• **Page excerpt**
------------------------------------------------

Continuing its commitment to battling the HIV/AIDS crisis, the Bill & Melinda Gates Foundation on Wednesday announced $48.4 million more for a wide range of efforts, including support to combat the AIDS orphans crisis.
The latest grants follow a joint effort between the Gates Foundation and Merck & Co. announced earlier in the week, in which the foundation will provide $50 million in cash to help improve Botswana's medical system.
The grants were announced during the 13th International AIDS Conference being held this week in Durban, South Africa.
The new grants include a $25 million pledge to the Contraceptive Research and Development (CONRAD) Program at Eastern Virginia Medical School to develop new, more-effective contraceptives and microbicides that protect women from sexually-transmitted diseases including HIV/AIDS.
CONRAD researchers will collaborate with researchers from the World Health Organization (WHO) and Family Health International.
The foundation also is providing $15 million to the Elizabeth Glaser Pediatric AIDS Foundation to offer access to and the use of anti-retroviral drugs during labor and immediately after birth to prevent HIV transmission from mother to infant.
Another $7 million will go to the Health Systems Trust of South Africa for its "loveLife" campaign, which educates young people about how to reduce the risk of contracting HIV. This grant will be matched by a $7 million Henry L. Kaiser Family Foundation gift.

------------------------------------------------

• **Information supplied**

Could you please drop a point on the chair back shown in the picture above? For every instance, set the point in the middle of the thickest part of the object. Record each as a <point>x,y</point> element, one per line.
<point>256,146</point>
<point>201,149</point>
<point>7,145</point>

------------------------------------------------

• **What to work on**
1. Summarize the article on the Gates Foundation's AIDS grants in two sentences.
2. List every recipient of the new grants described in the article on the Gates Foundation's AIDS grants, with the amount each receives.
3. Pick up the article on the Gates Foundation's AIDS grants after its last sentence and write a few more sentences in the same style.
You can set the lines aside, since none of them is needed.

• **Task responses**
1. At the 13th International AIDS Conference in Durban, South Africa, the Bill & Melinda Gates Foundation announced $48.4 million more for HIV/AIDS efforts, following a $50 million joint effort with Merck & Co. to improve Botswana's medical system. The new grants include $25 million for CONRAD to develop contraceptives and microbicides, $15 million to the Elizabeth Glaser Pediatric AIDS Foundation to prevent mother-to-infant transmission, and $7 million for the Health Systems Trust of South Africa's "loveLife" campaign.

2.
- Contraceptive Research and Development (CONRAD) Program at Eastern Virginia Medical School: $25 million
- Elizabeth Glaser Pediatric AIDS Foundation: $15 million
- Health Systems Trust of South Africa: $7 million

3.
A $1 million grant will boost the Childreach organization's efforts to help African children who have HIV/AIDS, or are orphans because of HIV/AIDS. Childreach will partner with
CARE, Save the Children, the World Conference of Religion and Peace and community organizations in Africa to provide educational and medical services.
AIDS orphans will be even more of a social and health crisis in the future, as more than 30 million children around the world are left without parents by the end of the decade, according to new estimates by the USAID organization. The USAID figures are significantly higher than UNICEF estimates because they figure in children who likely will lose either a father or a mother, or both parents.
UNICEF officials say more than 20 million children worldwide will lose either their mothers or both parents by decade's end because AIDS-related deaths.